**Set exercise:**
Copy exactly the lines from the "compact form (176,79)." line to the end, both included, and nothing else.

* Begin Provided records *

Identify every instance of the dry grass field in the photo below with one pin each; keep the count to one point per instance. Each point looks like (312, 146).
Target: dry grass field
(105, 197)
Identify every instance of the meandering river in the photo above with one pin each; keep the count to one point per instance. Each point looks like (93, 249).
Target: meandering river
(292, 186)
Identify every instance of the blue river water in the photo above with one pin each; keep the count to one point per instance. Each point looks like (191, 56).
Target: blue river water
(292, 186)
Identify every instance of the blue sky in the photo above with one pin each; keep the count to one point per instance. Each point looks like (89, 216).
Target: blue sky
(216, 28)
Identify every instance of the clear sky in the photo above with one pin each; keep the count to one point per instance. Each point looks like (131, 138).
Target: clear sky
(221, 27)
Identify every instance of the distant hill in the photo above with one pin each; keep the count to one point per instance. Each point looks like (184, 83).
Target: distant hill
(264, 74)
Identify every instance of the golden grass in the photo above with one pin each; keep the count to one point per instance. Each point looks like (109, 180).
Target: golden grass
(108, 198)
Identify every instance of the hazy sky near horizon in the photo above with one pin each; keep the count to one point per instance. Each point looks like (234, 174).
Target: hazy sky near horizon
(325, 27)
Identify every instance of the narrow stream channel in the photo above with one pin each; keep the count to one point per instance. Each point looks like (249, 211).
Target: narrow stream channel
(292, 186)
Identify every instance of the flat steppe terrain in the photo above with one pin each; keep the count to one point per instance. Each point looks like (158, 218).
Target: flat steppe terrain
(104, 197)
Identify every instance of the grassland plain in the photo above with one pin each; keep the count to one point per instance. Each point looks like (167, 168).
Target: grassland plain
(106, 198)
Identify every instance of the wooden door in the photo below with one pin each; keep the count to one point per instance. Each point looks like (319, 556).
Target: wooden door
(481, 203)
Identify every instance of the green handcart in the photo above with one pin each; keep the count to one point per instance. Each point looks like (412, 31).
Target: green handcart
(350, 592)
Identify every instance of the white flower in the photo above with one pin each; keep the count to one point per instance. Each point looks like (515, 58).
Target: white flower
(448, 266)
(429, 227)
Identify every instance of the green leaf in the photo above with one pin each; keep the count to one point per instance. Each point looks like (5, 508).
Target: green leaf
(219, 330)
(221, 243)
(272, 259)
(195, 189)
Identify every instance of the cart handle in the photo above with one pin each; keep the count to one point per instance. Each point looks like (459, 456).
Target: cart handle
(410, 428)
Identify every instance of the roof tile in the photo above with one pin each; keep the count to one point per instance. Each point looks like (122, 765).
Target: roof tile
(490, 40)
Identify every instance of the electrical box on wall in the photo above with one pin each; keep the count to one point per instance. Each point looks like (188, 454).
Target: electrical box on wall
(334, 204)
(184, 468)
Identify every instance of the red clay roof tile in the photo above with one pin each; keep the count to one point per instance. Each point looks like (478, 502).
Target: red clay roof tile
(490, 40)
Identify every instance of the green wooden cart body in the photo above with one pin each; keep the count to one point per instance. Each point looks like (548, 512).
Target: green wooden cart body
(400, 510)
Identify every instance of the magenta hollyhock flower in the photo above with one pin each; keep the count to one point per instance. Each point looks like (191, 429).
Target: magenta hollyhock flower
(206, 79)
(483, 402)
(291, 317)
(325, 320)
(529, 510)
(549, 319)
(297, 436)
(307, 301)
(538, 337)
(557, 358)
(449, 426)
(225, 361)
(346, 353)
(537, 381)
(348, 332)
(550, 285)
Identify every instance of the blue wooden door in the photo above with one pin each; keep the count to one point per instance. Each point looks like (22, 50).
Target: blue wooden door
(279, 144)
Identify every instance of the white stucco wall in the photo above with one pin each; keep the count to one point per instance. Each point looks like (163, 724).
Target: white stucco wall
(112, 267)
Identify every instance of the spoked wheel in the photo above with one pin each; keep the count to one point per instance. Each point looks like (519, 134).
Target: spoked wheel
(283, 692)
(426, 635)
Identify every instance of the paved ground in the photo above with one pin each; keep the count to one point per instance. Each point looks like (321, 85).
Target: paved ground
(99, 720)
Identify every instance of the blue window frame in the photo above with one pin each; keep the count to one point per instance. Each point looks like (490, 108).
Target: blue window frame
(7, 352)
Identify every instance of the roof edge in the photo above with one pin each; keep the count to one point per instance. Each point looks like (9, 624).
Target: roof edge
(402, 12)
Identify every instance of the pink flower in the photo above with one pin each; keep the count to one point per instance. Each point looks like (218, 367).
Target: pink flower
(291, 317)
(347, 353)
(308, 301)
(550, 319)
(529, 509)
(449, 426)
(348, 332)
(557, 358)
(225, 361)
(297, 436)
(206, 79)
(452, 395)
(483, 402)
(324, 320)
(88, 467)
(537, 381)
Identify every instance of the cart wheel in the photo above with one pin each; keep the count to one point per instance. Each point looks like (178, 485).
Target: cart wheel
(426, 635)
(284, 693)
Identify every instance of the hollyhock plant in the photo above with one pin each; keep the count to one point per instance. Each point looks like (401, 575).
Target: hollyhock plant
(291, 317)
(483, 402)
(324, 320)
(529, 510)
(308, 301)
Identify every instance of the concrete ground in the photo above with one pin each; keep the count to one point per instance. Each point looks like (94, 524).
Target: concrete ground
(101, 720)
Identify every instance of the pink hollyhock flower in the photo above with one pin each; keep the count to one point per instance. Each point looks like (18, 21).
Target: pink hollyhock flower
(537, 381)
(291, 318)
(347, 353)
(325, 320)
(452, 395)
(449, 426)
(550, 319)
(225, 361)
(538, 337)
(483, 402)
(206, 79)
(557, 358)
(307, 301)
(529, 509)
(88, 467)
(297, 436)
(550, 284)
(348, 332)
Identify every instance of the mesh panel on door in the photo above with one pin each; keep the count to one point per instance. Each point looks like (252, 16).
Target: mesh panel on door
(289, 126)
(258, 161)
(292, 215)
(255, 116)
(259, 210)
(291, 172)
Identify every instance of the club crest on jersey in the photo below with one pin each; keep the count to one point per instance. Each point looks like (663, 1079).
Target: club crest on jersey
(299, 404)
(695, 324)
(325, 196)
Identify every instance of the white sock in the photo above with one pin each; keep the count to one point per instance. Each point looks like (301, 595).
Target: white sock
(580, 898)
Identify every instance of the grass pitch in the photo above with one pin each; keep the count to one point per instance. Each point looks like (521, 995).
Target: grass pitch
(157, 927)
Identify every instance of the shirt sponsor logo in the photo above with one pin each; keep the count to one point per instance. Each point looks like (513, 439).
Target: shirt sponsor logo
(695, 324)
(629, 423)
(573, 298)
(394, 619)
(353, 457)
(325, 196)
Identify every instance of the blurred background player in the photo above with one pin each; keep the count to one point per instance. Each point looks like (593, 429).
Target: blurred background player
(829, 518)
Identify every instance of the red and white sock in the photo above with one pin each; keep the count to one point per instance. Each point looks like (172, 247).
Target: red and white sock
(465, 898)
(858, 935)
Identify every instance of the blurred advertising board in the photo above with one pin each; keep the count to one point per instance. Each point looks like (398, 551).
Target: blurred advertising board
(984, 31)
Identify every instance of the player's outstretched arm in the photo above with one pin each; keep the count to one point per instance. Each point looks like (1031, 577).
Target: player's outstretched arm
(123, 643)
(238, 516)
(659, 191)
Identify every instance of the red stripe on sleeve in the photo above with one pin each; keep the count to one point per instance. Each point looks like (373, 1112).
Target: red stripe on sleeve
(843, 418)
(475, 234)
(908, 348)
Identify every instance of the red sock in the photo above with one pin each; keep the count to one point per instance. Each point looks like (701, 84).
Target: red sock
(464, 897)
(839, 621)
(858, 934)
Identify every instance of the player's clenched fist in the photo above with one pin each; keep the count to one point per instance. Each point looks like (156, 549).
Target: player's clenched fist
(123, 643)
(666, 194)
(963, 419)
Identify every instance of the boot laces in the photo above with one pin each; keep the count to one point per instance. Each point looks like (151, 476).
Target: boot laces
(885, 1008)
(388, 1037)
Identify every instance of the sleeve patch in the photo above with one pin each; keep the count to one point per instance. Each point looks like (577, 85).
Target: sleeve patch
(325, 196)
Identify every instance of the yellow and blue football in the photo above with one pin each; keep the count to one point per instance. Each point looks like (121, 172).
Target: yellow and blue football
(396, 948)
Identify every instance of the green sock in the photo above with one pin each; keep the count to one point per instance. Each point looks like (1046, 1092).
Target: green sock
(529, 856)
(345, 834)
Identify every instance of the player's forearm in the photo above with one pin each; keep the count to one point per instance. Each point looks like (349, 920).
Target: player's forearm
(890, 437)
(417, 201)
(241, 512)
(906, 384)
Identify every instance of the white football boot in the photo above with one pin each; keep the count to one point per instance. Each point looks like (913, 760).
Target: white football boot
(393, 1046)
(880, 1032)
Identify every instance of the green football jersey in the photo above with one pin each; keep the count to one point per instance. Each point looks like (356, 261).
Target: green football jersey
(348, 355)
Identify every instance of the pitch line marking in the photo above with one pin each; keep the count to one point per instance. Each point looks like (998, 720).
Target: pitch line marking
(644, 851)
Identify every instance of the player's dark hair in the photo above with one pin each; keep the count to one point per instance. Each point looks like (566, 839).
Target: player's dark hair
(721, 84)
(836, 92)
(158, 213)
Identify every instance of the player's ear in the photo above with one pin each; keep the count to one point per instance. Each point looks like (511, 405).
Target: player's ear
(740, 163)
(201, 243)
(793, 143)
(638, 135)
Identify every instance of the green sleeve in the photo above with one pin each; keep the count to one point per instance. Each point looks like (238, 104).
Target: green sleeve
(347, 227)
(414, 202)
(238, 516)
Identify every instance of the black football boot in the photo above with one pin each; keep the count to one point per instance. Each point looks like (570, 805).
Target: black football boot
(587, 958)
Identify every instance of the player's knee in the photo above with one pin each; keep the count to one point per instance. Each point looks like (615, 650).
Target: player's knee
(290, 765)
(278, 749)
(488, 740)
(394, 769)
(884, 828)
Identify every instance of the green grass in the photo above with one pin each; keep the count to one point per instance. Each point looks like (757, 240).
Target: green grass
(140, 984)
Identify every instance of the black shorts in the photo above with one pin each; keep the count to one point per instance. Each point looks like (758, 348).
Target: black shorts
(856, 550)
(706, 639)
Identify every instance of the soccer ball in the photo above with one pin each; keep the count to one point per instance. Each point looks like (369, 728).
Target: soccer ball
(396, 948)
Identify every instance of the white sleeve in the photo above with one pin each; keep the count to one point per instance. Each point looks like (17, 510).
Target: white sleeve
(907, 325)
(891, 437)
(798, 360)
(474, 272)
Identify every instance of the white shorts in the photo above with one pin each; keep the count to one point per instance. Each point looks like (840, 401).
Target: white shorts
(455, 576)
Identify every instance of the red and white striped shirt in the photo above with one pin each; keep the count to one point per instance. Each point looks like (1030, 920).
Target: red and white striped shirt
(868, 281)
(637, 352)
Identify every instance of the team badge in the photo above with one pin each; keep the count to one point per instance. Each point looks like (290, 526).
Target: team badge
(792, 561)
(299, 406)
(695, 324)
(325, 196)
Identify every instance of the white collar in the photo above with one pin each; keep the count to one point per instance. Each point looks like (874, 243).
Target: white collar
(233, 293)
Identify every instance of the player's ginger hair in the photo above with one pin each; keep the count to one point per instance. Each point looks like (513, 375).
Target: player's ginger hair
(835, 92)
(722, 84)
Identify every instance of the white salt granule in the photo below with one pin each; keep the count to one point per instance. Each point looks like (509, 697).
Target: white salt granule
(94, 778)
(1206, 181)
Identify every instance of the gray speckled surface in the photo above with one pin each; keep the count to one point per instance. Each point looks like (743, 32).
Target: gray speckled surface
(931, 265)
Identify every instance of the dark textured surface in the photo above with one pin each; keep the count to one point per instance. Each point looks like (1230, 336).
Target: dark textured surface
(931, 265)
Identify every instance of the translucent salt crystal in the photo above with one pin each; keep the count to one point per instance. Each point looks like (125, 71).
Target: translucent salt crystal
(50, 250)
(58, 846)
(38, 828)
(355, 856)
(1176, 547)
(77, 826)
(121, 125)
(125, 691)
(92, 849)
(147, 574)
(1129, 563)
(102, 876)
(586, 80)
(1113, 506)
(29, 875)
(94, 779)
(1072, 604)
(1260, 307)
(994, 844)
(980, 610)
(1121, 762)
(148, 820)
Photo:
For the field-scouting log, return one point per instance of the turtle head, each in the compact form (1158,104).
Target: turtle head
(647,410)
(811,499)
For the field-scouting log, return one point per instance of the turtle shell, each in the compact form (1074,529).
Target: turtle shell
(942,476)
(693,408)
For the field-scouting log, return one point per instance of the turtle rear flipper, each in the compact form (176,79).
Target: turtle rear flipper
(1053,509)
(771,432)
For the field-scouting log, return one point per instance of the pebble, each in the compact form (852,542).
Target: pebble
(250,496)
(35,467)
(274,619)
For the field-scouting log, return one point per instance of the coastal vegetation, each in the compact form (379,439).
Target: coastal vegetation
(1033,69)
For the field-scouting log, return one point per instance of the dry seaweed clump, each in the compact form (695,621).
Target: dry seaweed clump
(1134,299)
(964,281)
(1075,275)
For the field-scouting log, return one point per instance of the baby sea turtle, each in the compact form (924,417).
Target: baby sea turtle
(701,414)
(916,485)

* End Provided records *

**Written solution:**
For the field-scouting log, return one point per instance of the turtle rear flipper, each in the compact form (176,79).
Target: turtle rear flipper
(1053,509)
(771,432)
For the field-scouting log, return one point per instance of the pebble, each in the compact form (852,542).
Target: pebble
(250,496)
(35,467)
(274,619)
For the field-scouting log, return one point per instance of the coastal vegetation, each in the compact form (379,439).
Target: coastal vegetation
(1033,69)
For the field-scouting log, return one point per instance of the dry seaweed clump, each in the compact form (695,621).
Target: dry seaweed clump
(1134,299)
(964,281)
(1075,275)
For the field-scouting log, return one point per instance of the baby sea turtle, each in the compact form (924,417).
Target: baby sea turtle
(701,414)
(916,485)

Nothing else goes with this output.